## Exercise set
a. Answer these questions about the mailing list message:
(i) On what date and at what time was it sent?
(ii) Which mailing list is it posted to?
(iii) Which function did the writer remember could write a WAL record of a specific size?
b. List the name of every recipient on the Cc line of the mailing list message.

Re: Shutdown indefinitely stuck due to unflushed FPI_FOR_HINT record

From: Anthonin Bonnefoy <anthonin(dot)bonnefoy(at)datadoghq(dot)com>
To: Michael Paquier <michael(at)paquier(dot)xyz>
Cc: Fujii Masao <masao(dot)fujii(at)gmail(dot)com>, Andres Freund <andres(at)anarazel(dot)de>, Alexander Lakhin <exclusion(at)gmail(dot)com>, PostgreSQL Hackers <pgsql-hackers(at)postgresql(dot)org>
Subject: Re: Shutdown indefinitely stuck due to unflushed FPI_FOR_HINT record
Date: 2026-03-17 16:51:40
Message-ID: CAO6_XqqaaejpuoQ5y04n6tX6ZdsWLtEyvyV3fEm2A9tSaWL5qw@mail.gmail.com
Views: Whole Thread | Raw Message | Download mbox | Resend email
Thread:
Lists: pgsql-hackers

On Tue, Mar 17, 2026 at 12:26 AM Michael Paquier <michael(at)paquier(dot)xyz> wrote:
> This stuff seems sensible enough that I think we should at least have
> a test, no? It does not have to be absolutely perfect in terms of
> reproducibility, just good enough to be able to detect it across the
> buildfarm. We already do various things with page boundaries in WAL
> during recovery, and a shutdown could be perhaps timed to increase the
> reproducibility rate of the issues discussed?

I initially thought that there was no easy way to trigger this issue
reliably in a test: the script I've been using won't work as soon as
there are changes in the record sizes. Then I remembered that
pg_logical_emit_message existed and could be used to write a WAL
record of a specific size, without allocating a xid and without
flushing the record.

## Pointing records
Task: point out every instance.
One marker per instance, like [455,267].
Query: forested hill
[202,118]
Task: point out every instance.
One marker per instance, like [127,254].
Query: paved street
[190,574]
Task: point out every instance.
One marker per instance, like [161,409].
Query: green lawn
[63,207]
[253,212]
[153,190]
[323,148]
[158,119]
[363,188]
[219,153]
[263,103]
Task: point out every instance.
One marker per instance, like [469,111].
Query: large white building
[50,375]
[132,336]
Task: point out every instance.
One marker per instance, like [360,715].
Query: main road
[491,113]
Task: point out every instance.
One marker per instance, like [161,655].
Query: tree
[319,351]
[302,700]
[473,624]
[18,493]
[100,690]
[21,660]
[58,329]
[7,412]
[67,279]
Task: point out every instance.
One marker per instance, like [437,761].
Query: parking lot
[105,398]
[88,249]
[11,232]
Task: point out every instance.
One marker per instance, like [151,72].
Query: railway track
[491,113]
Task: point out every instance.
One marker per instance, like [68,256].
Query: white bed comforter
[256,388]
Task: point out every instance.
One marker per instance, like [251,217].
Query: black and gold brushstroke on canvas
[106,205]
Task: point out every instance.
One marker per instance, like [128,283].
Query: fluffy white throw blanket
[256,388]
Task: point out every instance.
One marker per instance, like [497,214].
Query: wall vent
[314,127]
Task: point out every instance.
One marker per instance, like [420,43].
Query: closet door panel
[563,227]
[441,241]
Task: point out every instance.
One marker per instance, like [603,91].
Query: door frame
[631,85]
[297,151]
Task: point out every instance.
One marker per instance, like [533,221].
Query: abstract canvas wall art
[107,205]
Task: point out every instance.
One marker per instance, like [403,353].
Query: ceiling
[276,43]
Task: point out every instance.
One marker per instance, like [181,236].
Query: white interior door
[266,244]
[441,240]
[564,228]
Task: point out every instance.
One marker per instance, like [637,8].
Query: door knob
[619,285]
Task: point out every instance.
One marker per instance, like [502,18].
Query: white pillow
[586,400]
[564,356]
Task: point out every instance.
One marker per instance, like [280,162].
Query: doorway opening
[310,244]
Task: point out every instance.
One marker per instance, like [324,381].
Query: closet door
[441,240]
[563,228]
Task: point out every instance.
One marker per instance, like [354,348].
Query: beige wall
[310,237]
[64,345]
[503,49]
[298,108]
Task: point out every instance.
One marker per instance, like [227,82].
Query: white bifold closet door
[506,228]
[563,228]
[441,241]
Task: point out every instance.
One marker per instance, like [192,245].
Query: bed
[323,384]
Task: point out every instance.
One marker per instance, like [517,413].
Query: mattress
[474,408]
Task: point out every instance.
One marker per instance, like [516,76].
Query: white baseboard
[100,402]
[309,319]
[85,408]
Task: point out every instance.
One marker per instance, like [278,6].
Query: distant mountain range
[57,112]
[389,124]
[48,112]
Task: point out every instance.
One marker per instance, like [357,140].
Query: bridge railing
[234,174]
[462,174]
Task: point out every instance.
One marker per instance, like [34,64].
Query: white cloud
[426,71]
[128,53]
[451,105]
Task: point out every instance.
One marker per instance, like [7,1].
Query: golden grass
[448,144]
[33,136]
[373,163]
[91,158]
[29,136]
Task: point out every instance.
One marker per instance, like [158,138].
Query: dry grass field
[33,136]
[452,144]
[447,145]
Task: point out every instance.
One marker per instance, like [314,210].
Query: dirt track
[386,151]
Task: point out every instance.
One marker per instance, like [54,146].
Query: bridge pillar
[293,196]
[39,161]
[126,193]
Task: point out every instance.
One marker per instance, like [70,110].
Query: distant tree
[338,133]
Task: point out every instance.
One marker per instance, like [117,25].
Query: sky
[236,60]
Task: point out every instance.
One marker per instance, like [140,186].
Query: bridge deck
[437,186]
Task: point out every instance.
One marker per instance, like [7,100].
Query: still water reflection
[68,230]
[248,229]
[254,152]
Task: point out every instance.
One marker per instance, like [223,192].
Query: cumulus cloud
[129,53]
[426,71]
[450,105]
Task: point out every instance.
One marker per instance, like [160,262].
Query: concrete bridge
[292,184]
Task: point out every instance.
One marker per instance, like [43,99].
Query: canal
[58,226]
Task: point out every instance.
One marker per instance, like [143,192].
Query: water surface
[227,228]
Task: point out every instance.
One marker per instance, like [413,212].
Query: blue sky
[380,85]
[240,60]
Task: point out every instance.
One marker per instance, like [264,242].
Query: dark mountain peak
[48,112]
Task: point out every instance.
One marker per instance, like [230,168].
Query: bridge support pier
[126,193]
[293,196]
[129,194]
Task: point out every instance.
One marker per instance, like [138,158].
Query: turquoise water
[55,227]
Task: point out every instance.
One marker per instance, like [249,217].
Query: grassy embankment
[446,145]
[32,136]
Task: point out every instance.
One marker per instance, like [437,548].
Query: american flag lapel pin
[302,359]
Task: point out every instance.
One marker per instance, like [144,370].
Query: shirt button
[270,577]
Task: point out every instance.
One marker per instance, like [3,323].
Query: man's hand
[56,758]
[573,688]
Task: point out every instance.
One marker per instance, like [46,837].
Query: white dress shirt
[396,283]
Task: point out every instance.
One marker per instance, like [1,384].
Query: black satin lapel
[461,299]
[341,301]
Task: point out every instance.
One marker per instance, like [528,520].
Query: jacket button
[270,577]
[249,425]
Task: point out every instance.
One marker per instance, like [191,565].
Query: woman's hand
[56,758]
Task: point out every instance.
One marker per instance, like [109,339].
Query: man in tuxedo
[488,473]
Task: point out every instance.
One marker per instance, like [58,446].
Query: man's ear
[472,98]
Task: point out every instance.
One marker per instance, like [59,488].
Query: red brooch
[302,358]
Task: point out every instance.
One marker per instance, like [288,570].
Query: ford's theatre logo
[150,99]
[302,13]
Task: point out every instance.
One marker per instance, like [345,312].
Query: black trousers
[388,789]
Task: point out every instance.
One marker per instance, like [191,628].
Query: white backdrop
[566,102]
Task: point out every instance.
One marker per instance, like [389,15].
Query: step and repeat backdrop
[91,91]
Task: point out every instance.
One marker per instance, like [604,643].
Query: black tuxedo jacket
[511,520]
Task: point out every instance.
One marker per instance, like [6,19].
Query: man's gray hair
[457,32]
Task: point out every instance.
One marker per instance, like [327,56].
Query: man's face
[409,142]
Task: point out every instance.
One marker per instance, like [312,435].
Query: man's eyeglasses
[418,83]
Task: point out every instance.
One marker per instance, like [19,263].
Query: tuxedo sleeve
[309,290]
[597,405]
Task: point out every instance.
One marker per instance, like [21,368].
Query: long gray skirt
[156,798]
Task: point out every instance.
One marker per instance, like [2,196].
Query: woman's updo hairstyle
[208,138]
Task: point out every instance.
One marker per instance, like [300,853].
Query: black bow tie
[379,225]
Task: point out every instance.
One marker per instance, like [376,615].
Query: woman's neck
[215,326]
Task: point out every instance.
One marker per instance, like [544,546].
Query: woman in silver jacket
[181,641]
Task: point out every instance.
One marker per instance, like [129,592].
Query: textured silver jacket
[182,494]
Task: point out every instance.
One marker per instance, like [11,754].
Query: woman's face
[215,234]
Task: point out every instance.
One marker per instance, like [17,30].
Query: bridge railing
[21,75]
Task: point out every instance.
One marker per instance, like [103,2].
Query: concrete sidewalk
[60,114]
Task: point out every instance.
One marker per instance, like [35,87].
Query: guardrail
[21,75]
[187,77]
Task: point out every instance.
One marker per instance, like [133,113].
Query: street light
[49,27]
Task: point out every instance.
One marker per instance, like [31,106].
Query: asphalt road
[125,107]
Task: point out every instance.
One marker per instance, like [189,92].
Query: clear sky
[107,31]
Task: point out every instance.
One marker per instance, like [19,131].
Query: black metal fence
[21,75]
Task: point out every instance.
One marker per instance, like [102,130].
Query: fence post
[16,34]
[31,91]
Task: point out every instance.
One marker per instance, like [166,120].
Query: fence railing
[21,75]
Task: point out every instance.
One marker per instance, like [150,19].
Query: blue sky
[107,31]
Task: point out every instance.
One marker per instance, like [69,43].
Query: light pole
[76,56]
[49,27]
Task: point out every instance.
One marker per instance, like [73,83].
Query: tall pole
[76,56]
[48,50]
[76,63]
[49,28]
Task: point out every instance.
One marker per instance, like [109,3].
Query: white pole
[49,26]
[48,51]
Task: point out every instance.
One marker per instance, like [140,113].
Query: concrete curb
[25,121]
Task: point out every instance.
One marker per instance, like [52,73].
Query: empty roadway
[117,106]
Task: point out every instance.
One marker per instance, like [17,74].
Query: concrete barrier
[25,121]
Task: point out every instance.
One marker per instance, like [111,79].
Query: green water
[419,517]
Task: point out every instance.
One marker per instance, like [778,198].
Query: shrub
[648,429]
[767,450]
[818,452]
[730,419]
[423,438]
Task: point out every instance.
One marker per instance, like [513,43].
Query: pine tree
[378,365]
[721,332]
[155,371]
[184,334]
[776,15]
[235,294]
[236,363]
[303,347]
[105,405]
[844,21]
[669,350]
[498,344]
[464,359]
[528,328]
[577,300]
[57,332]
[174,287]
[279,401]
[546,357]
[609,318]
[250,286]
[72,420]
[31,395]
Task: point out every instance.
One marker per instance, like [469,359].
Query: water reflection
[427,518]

## Completed exercise
a.
(i) 2026-03-17 16:51:40
(ii) pgsql-hackers
(iii) pg_logical_emit_message

b.
Fujii Masao
Andres Freund
Alexander Lakhin
PostgreSQL Hackers